▶ Quoted passage
□ □ □ □
Food & Drink

2024, food safety is in the hands of the government, industry, and the consumer

— OPINION —

As 2024 unfolds, there are ongoing stories that will continue to take shape, including one that impacts everyone’s daily life in the United States.

The reorganization of the Food and Drug Administration’s human foods program began in 2023 with the appointment of Jim Jones to be the agency’s first-ever deputy commissioner for human foods. Jones is a 30-year veteran of the Environmental Protection Agency.

FDA Commissioner Robert Califf created the new deputy commissioner post after internal and external reviews showed the food side of the FDA had no transparent chain of command and other deficiencies. The FDA began studying those deficiencies in May 2022 after Califf was grilled by a congressional committee investigating the infant formula debacle.

This year, Jones will continue to review the problems under his jurisdiction. He has begun to address them by changing the names and responsibilities of some offices — the Office of Regulatory Affairs is now the Office of Inspections and Investigations. He says that will strengthen the FDA’s field-based oversight program. 

The proposed reorganization of the FDA also includes creating new offices and shifting responsibilities from some offices to others.

While the changes may sound like Jones and Califf are merely shuffling the deck of bureaucracy within the agency’s food operations, I am hopeful that the changes will make a difference. 

Jones has consolidated some operations and established a clear chain of command so that office directors under his purview will no longer have to look sideways to finish their work. 

Hopefully, Jones will also address problems that seem like small details but, in actuality, can cause big problems. One issue that came to light during the infant formula crisis of 2022 was that a crucial whistleblower document was caught up in a mailroom snafu and didn’t reach the appropriate people until months later. That document outlined significant breaches of food safety protocols and regulations at an infant formula production plant that later caused the plant’s closure and recall of millions of pounds of powdered formula.

Also expected in 2024
The 24th year of the 21st Century also holds food safety dangers that have plagued U.S. residents since the beginning of the 20th Century and longer.

Foodborne illness outbreaks will continue — full stop. There is no doubt more people will become ill, and some will die merely because they ate food. This is a fact. Pathogens contaminate everything from meat to produce to ice cream.

The good news is that food producers can mitigate contamination. The bad news is that most of them won’t take steps to protect consumers. For example, food producers could initiate test and hold procedures to help avoid selling contaminated food. Most producers don’t want to do this because time is money, and illnesses are less likely to break the bank.
□ □ □ □
▶ Data block
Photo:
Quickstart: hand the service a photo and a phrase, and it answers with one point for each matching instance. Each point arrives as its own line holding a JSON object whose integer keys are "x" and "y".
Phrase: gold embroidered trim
□ □ □ □
▶ Exercises to complete
1. According to its headline, the food safety opinion piece places food safety in the hands of which parties? List each one.
2. Proceed with the food safety opinion piece, writing on from its final sentence.

▶ Replies
1.
- the government
- industry
- the consumer

2.
Traceability measures could also be put into place. Modern technology makes this a mere detail of operating a business, but most food producers and sellers just haven’t taken the time or money to put traceable information on their products. They would, of course, have to have a computer to track that information, but who doesn’t have computers in their business operations at this point? Better traceability could help decrease the number of sick people in outbreaks and help reduce the number of products in recalls.

Food producers and handlers could also make sure their physical operations are clean. If this sounds like a no-brainer, it is. But, money again rears its ugly head, and operators too often cut corners when keeping things clean. 

Some consumers believe that government inspections take care of such things. Still, the simple truth is that public health operations from the local level up to the top federal agencies don’t have enough people to do the job. For example, in many local health jurisdictions, the goal is to inspect each food facility once every three years. All too often, that goal is not met because of staff shortages.

Another given for 2024 is that more people will fall ill because they drink unpasteurized, raw milk. And more children will become sick because their parents gave them unpasteurized milk.

This is fact, not fiction. The fiction comes into the equation when raw milk proponents say raw milk is not contaminated and that it cannot possibly harm you because people have been drinking raw milk for centuries.

The fact is that the advent of pasteurization has been saving lives for a century. With today’s product testing and whole genome sequencing of pathogens, it has been proven that raw milk is more often than not contaminated with dangerous bacteria and viruses.

Many states have laws against selling raw milk, and there is a federal ban on selling it across state lines. These are examples of how the government works to protect people, including the most vulnerable people — children.

A Centers for Disease Control and Prevention study found that the number of outbreaks linked to raw milk has increased. From 1998 through 2018, 202 outbreaks and 2,645 outbreak-associated illnesses occurred from drinking raw milk. Areas where raw milk was legally sold had 3.2 times more outbreaks than areas where the sale of raw milk was illegal.

Once again, there is good news. All that is needed for illnesses traced to raw milk to end is for people to stop drinking it. Unlike food, people can live without raw milk, so the consumer has as much burden as the producer.